* Work task *
The word "dark" marks the lines to report; pull each of them from the listing.

* Supplied data *
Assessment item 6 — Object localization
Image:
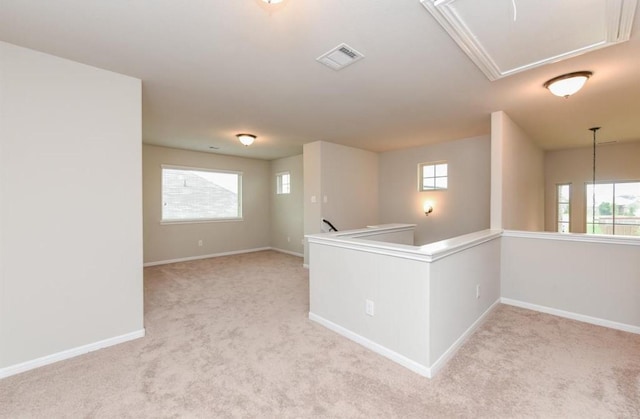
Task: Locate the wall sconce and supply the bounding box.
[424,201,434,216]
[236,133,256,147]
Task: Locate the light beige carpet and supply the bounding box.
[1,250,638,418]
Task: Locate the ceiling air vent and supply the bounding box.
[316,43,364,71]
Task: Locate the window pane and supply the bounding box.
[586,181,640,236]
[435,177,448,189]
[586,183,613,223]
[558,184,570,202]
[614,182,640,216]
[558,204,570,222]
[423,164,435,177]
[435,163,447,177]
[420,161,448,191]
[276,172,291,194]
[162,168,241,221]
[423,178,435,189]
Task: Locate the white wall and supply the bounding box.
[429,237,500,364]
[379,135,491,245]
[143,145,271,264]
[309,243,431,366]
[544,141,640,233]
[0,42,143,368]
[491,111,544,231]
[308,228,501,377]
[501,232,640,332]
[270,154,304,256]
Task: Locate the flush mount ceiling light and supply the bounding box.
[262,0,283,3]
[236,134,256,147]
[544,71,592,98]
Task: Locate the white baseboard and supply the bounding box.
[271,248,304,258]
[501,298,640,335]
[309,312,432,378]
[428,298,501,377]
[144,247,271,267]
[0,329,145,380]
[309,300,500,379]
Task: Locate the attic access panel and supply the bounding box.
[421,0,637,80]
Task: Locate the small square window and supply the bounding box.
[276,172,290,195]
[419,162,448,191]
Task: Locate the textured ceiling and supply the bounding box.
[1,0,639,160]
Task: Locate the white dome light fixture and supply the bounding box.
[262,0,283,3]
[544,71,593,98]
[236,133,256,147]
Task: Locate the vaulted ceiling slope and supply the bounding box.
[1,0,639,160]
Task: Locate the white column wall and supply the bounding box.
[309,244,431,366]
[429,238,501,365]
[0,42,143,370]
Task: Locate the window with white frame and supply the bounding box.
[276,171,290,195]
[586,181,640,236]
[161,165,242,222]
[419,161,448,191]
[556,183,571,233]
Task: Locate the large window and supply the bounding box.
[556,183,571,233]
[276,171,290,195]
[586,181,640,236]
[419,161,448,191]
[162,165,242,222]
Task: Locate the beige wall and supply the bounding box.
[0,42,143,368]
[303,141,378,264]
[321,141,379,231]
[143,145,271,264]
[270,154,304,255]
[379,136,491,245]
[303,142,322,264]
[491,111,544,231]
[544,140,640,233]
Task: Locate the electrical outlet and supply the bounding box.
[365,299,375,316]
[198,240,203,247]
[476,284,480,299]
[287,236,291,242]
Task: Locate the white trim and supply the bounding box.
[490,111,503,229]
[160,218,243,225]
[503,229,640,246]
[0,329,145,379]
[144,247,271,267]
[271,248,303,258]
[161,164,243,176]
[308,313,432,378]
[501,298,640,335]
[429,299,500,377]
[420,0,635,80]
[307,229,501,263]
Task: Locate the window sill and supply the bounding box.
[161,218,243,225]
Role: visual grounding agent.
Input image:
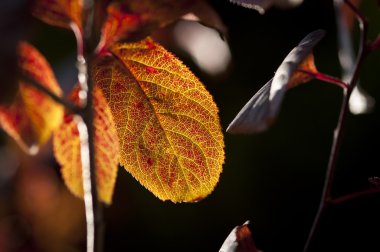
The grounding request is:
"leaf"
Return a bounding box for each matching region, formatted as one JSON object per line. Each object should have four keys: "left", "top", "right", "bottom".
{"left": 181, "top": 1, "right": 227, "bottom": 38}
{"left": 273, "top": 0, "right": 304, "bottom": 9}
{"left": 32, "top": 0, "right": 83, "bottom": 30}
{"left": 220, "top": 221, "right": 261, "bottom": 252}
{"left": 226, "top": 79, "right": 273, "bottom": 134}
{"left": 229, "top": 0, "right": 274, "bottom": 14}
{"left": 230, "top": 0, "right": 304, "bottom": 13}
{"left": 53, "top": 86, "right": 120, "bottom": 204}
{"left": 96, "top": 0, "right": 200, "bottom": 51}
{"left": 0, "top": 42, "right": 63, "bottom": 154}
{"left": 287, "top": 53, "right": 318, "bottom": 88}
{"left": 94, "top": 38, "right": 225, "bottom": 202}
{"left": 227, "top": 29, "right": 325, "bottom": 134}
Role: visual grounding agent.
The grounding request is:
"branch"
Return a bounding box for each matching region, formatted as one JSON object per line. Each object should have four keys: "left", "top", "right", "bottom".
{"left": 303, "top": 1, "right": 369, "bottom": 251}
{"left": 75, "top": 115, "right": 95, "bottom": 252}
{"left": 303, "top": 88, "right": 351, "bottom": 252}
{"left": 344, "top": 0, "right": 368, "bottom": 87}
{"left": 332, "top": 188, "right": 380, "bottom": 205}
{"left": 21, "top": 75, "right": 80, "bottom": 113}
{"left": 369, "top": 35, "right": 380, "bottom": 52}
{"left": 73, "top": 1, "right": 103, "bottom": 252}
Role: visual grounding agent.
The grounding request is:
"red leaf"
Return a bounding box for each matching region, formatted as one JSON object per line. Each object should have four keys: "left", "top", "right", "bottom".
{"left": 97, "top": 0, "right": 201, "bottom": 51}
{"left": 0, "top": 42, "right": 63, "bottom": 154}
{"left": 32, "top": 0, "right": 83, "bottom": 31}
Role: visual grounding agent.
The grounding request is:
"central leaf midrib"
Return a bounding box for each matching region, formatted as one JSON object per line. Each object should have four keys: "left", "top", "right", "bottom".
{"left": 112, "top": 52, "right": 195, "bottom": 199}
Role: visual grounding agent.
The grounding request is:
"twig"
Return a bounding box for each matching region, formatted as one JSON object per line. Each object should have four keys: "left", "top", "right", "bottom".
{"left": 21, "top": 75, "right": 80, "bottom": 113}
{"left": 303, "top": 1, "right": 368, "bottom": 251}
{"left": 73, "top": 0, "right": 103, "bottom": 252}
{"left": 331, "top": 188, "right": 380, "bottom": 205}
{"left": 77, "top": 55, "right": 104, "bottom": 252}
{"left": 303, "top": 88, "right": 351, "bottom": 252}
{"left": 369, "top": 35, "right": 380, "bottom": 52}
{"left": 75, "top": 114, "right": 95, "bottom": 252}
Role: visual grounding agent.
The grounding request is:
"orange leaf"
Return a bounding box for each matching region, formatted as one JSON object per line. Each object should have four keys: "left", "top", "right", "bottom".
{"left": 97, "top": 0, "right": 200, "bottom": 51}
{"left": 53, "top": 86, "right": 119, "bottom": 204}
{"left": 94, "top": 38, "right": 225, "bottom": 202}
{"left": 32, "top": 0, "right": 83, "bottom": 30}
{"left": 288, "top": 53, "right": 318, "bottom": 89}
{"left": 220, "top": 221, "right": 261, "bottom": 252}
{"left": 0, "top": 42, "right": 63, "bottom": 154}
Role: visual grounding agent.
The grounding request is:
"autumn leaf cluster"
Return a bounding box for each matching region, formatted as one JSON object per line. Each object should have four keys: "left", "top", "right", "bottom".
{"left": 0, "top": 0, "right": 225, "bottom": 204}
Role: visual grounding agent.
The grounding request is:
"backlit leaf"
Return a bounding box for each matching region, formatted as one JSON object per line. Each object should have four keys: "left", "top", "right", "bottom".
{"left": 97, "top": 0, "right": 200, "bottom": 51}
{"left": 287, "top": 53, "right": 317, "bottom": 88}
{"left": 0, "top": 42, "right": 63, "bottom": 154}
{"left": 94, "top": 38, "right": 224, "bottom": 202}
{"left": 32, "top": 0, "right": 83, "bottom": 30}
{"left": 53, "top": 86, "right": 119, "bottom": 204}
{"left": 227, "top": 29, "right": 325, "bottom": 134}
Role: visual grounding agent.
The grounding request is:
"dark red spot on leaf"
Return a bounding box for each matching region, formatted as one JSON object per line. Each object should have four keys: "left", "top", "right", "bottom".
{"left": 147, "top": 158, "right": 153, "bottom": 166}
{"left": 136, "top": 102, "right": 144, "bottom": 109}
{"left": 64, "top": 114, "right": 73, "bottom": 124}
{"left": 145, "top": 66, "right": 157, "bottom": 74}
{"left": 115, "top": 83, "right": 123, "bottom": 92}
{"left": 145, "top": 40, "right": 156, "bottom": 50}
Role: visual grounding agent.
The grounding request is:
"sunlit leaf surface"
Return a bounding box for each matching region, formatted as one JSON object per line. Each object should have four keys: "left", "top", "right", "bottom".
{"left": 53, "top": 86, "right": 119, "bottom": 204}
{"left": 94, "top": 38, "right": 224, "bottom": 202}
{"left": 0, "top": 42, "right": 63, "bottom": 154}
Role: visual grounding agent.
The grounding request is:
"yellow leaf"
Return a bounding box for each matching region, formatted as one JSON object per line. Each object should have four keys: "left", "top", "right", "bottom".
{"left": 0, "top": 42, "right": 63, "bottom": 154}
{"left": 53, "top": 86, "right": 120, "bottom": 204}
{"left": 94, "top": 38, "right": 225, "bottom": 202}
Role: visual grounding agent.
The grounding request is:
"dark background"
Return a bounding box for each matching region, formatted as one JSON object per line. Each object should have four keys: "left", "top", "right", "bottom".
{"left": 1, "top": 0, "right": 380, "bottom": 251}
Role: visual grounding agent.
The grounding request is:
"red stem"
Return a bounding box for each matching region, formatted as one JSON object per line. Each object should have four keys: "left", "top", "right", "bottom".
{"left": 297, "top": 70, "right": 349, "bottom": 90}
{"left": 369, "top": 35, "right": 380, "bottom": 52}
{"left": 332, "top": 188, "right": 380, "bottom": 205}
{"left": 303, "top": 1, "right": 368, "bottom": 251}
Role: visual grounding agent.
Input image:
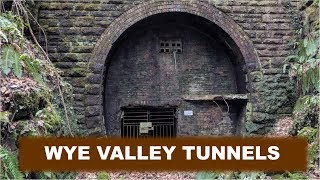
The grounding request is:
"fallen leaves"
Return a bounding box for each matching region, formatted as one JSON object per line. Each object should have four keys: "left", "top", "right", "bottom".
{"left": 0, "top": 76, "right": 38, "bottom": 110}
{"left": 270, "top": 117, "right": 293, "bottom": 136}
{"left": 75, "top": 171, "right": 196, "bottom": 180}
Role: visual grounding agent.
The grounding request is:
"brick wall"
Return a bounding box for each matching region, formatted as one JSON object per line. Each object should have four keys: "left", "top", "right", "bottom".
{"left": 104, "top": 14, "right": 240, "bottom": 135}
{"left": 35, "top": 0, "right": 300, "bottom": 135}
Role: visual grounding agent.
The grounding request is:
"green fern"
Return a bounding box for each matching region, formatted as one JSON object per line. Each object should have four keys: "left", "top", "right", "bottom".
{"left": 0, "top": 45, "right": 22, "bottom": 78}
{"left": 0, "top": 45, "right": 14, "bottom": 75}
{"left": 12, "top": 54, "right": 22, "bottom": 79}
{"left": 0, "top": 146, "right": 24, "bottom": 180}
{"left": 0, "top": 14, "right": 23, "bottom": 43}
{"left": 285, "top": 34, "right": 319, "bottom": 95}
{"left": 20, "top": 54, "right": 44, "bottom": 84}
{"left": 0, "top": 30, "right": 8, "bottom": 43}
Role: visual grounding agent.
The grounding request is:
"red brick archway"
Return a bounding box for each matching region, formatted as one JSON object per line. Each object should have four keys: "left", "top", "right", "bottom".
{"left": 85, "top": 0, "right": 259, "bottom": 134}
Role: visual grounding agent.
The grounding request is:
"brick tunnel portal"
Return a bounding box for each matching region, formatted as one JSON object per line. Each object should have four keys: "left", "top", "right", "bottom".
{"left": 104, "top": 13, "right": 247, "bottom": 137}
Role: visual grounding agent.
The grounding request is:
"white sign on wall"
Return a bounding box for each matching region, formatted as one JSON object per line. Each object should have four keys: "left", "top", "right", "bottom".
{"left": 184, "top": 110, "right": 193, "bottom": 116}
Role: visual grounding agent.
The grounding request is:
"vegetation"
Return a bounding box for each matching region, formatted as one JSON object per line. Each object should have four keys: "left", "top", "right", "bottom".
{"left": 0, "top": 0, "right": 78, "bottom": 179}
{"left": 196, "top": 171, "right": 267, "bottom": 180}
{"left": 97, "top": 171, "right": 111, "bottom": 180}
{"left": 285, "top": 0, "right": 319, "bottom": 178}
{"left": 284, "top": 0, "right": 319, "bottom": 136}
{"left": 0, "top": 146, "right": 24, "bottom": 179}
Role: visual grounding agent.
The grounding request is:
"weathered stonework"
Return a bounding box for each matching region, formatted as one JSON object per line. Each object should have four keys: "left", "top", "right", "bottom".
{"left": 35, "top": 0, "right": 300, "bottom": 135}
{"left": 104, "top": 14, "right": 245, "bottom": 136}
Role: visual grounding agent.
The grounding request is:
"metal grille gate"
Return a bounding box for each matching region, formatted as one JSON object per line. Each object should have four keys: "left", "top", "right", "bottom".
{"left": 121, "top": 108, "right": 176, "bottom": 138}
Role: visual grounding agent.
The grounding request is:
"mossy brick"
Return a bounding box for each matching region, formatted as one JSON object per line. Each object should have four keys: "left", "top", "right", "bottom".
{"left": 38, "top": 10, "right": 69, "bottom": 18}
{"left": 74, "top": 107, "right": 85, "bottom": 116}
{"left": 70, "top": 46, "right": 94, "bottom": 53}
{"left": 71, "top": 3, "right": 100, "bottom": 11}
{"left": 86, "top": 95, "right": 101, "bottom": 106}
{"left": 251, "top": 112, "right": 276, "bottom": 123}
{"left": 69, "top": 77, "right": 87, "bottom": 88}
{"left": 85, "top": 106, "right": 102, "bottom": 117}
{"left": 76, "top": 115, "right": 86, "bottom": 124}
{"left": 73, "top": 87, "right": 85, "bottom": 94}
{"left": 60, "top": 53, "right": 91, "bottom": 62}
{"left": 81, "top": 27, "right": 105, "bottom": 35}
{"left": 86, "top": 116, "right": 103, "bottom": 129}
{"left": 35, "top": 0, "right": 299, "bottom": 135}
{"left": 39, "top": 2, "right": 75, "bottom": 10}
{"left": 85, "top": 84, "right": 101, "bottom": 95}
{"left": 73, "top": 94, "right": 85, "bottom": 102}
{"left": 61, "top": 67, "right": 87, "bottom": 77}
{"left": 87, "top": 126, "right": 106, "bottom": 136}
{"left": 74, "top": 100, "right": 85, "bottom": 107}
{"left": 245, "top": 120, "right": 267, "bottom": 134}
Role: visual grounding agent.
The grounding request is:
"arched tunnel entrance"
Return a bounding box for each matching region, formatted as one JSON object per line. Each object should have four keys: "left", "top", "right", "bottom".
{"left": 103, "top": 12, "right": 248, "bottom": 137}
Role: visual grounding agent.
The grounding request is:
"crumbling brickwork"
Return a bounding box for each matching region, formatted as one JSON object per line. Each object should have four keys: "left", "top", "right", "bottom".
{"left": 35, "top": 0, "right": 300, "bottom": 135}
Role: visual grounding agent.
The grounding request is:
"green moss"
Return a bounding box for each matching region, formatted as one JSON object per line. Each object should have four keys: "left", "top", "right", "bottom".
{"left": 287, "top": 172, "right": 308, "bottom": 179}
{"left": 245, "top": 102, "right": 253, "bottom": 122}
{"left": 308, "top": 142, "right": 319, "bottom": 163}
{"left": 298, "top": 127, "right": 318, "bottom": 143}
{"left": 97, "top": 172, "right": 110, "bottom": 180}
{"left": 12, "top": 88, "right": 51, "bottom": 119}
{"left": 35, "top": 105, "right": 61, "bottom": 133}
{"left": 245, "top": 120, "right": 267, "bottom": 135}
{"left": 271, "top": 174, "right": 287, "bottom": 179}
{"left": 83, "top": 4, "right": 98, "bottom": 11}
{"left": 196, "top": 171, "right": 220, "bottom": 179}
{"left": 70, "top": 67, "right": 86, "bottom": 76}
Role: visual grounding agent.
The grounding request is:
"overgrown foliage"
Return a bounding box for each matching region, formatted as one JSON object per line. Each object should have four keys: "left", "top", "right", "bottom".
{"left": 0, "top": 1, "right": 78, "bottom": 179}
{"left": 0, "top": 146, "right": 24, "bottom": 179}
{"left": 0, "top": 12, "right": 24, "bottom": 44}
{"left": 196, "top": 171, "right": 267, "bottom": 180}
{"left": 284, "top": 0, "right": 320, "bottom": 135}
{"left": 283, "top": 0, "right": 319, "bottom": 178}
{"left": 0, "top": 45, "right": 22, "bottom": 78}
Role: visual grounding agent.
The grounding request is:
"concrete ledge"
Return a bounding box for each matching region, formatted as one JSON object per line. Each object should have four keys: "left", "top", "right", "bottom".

* Exercise solution *
"dark red spot on leaf"
"dark background"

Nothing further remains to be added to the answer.